■ Excerpt ■
───
To begin, pour the juice into the glass. In case of exertion throughout the remainder of preparation, you won't have to worry about getting dehydrated. (Juice can also be substituted for water, wine, or any other beverage except boxed milk, which is disgusting.)


Next, peel the plastic off the tray of lomo. It may resist at first, but just keep pulling!


Consume those delicious slices one by one.

To balance out the beefy goodness, try alternating bites between meat and cheese. The small cheeses that come in packages work best. First, remove the plastic wrapping.


Ah, these cheeses are tricky! They're kind of like those Russian nesting babushkas, in that you'll have to go through several steps to get to the real prize inside. Peel back the layer of wax using the handy peel strips.


Once the cheese has been released from its waxy cave, take a bite! You've earned it!


The main course is rounded out with some smooth, creamy Greek yogurt. Unless you enjoy eating sour cream straight from the jar, skip the "natural" stuff and head straight toward "azucarado" (sugared). If your grocery store carries "fruta cortada," you're double lucky; that fruit on the bottom will nearly trick you into thinking it's dessert.


The Greeks had a lot to do with shaping modern civilization, and their yogurt should  not be underestimated, as it is one of those gastronomical wonders of the world. Consume with joy.


You may be wondering why none of the main course elements share a plate. It all hearkens back to the day of church potlucks, spaghetti and Jello running together into a watery red lake near the hotdish. I have grown up eating my meals in order and in sections: first all the lettuce, then all the noodles, then the bread, so that nothing mixes in terrible ways.

Also, that would require dirtying another plate.

Phase III: Dessert

Desserts are my favorite part of the meal, as they come in so many shapes and sizes. Therefore, I'm providing instructions for not one but two of the simplest, tastiest desserts there are.

Up first: peanut butter and Nutella.
───
■ Problem requirements ■
Answer these questions about the meal-preparation text:
(a) Which beverage does the text exclude as a substitute for the juice?
(b) What does it say to use to peel back the wax on the small cheeses?
(c) Which kind of Greek yogurt does it recommend instead of the "natural" kind?
───
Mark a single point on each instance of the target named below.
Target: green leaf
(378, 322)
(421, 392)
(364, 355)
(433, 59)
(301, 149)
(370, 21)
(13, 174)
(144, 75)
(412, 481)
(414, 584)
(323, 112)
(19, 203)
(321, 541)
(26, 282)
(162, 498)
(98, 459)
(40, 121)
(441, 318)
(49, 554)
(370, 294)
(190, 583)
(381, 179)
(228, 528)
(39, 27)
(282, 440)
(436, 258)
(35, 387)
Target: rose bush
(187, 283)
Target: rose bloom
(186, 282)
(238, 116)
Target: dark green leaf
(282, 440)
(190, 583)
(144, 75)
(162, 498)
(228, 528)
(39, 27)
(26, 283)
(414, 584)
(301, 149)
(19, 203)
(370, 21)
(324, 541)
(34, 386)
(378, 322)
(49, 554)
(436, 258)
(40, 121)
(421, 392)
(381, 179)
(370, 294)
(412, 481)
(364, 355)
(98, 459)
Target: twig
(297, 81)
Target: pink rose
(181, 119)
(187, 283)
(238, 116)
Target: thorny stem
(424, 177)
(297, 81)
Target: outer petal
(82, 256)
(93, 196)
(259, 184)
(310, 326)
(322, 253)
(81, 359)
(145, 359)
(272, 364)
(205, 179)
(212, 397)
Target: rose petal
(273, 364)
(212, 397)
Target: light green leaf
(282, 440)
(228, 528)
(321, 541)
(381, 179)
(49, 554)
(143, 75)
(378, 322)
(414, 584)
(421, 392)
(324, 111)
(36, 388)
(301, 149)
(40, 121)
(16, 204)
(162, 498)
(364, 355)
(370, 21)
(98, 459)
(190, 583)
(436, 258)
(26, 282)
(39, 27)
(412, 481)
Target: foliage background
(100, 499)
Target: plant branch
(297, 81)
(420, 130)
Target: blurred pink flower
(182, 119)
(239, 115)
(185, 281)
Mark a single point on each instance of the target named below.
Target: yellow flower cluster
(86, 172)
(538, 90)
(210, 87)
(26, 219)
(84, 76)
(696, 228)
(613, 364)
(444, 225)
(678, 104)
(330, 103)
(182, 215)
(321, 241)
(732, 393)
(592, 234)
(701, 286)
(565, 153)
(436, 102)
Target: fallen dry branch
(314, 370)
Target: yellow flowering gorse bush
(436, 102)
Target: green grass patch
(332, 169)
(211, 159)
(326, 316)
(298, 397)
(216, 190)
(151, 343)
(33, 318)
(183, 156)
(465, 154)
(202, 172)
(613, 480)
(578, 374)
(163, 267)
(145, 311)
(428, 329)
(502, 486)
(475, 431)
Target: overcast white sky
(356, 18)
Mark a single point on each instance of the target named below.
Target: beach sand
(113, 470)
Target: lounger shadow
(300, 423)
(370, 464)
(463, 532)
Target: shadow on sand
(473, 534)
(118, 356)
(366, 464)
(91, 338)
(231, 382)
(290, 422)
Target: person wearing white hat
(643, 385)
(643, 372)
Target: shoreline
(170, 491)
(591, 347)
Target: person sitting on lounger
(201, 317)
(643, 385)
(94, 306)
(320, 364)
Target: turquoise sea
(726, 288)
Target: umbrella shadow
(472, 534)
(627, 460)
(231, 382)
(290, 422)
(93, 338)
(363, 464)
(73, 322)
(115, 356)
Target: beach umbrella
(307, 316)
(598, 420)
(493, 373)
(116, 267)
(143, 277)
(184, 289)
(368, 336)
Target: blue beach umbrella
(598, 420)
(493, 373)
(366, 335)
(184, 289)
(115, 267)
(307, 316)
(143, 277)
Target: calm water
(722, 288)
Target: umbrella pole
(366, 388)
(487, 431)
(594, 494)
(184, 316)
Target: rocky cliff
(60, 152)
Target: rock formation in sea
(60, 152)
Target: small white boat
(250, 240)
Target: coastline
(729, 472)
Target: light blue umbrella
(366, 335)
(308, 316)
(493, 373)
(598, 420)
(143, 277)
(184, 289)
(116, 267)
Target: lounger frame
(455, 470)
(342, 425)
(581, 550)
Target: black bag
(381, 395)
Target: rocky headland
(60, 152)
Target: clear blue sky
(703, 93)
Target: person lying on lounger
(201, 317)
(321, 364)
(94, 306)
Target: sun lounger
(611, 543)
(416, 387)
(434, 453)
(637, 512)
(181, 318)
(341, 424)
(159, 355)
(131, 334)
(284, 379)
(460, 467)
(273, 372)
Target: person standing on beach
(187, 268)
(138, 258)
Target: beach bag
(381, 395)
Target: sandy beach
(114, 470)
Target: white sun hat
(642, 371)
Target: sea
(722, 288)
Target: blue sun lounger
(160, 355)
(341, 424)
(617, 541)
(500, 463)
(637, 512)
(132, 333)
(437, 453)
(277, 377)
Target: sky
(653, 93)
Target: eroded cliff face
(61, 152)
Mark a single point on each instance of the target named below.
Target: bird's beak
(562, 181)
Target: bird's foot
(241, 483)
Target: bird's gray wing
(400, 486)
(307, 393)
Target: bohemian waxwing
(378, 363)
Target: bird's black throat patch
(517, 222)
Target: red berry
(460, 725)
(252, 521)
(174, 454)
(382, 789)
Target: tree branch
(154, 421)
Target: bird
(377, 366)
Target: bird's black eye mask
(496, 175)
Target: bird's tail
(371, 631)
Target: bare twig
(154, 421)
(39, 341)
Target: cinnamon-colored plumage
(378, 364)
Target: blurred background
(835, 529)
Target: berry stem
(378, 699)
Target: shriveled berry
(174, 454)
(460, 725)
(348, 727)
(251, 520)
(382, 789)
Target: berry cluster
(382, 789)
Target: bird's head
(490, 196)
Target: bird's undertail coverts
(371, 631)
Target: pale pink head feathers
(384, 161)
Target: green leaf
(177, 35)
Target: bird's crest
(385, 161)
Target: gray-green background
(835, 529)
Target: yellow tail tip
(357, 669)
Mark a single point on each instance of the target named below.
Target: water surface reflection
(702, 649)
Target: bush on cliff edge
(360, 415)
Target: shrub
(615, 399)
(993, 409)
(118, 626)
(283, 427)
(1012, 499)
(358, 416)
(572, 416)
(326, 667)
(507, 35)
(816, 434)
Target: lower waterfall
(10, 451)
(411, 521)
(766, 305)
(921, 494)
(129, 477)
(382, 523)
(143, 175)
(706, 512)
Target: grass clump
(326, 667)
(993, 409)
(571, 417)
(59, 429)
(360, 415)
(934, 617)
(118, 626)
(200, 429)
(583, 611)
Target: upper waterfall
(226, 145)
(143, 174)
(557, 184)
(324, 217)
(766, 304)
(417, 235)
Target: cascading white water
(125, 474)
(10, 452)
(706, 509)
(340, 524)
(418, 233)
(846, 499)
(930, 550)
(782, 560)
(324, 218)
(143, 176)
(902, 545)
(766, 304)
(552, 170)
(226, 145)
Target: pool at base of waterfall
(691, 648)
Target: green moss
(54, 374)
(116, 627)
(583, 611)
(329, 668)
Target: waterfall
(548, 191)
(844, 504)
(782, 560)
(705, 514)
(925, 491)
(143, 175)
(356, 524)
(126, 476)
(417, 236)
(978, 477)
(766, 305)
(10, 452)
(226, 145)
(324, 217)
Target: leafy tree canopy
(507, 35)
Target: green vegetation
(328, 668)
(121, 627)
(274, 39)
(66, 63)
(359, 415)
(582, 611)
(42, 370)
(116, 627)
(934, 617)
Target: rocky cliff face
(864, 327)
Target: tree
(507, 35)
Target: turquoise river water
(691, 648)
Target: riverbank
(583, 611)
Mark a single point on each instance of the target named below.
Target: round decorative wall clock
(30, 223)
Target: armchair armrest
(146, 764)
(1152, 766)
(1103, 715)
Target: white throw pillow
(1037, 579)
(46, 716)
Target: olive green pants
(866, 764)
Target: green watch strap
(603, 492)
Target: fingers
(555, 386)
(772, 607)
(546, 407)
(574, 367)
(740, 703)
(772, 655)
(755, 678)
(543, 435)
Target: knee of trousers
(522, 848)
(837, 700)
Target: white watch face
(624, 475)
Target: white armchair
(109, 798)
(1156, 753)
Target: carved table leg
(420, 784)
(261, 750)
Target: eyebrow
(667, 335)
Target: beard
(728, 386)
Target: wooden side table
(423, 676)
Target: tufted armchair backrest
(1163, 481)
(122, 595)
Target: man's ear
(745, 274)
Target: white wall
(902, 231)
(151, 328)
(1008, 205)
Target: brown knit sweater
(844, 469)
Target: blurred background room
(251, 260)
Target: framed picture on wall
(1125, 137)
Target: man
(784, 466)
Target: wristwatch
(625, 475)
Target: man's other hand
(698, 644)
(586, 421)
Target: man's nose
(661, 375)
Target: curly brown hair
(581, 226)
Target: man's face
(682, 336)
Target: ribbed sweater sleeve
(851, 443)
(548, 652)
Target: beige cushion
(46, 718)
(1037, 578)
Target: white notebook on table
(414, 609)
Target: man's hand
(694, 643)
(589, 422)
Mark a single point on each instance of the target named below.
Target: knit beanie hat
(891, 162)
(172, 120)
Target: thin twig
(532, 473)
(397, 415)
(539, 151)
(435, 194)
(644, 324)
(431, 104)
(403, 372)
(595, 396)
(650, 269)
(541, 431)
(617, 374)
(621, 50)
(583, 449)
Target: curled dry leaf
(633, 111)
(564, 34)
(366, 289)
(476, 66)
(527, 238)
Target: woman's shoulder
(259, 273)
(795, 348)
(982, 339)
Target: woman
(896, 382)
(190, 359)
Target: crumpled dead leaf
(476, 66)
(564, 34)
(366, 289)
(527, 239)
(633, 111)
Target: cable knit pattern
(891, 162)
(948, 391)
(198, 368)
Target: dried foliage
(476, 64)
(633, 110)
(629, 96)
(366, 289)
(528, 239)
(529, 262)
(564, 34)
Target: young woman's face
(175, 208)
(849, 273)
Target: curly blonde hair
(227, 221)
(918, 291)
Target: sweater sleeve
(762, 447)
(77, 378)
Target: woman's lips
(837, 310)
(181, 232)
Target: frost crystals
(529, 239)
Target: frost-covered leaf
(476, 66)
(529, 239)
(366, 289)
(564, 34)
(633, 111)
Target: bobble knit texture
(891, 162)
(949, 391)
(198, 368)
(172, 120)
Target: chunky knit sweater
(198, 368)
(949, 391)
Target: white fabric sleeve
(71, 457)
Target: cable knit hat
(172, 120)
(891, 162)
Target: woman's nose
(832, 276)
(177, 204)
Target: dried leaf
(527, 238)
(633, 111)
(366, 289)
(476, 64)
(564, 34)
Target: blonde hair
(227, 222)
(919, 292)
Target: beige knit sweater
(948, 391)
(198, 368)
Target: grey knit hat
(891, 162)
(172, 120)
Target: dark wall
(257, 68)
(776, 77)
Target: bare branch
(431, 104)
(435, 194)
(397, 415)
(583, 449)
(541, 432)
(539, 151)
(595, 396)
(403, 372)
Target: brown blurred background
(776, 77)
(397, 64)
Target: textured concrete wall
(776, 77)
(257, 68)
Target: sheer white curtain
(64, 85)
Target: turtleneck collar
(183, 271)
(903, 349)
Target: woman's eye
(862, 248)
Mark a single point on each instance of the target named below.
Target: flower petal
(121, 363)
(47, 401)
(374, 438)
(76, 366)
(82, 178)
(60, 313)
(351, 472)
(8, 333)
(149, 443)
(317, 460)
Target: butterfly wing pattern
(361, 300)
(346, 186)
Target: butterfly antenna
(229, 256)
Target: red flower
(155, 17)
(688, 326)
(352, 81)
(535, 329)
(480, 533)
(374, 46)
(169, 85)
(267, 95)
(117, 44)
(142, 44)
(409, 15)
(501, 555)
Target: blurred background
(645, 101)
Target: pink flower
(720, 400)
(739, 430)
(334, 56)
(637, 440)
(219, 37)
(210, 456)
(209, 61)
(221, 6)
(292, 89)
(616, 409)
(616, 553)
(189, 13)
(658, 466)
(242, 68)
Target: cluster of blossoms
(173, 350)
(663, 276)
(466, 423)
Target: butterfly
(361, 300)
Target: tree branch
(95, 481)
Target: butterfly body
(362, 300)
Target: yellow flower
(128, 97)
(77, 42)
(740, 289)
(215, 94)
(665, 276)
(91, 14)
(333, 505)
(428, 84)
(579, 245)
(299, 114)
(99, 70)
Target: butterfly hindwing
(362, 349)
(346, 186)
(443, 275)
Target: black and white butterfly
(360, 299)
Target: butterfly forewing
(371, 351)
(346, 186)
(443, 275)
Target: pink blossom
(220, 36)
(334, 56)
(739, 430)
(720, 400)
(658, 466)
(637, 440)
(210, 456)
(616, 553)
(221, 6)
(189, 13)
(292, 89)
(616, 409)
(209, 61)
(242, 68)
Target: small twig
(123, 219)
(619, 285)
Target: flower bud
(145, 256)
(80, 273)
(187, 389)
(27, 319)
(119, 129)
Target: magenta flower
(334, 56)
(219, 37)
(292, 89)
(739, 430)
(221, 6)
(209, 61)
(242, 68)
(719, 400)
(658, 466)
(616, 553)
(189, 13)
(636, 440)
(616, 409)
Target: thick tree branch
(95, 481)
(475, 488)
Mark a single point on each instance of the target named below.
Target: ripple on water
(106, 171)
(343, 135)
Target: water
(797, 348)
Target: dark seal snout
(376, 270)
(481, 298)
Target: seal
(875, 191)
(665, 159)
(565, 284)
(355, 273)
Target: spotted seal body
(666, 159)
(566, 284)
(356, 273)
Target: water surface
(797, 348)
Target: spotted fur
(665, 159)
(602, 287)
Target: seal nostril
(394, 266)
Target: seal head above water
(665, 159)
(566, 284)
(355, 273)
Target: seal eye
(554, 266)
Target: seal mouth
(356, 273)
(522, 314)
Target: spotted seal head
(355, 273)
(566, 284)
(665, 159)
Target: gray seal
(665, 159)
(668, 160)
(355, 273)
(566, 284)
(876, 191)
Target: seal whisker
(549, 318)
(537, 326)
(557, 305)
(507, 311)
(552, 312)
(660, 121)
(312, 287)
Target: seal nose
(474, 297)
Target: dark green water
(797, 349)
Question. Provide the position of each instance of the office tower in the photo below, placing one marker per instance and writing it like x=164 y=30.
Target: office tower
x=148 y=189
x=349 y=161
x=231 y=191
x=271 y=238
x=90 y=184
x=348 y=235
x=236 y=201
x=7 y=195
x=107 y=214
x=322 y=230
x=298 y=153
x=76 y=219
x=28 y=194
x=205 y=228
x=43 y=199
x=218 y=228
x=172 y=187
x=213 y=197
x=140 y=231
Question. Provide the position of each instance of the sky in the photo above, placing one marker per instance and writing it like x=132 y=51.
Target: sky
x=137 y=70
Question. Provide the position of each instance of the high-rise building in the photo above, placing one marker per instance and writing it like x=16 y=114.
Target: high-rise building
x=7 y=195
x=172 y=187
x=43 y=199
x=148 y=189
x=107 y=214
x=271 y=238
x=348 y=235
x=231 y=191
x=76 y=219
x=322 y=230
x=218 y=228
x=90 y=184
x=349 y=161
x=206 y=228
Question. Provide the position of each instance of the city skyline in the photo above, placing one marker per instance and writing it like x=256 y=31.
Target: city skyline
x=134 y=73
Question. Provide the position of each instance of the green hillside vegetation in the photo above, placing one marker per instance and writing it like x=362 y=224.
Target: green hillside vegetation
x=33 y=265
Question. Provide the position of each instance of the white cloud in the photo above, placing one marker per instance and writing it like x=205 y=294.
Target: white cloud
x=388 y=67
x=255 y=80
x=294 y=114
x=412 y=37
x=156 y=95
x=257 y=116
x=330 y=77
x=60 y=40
───
■ Reply to the exercise ■
(a) Boxed milk.
(b) The handy peel strips.
(c) "Azucarado" (sugared).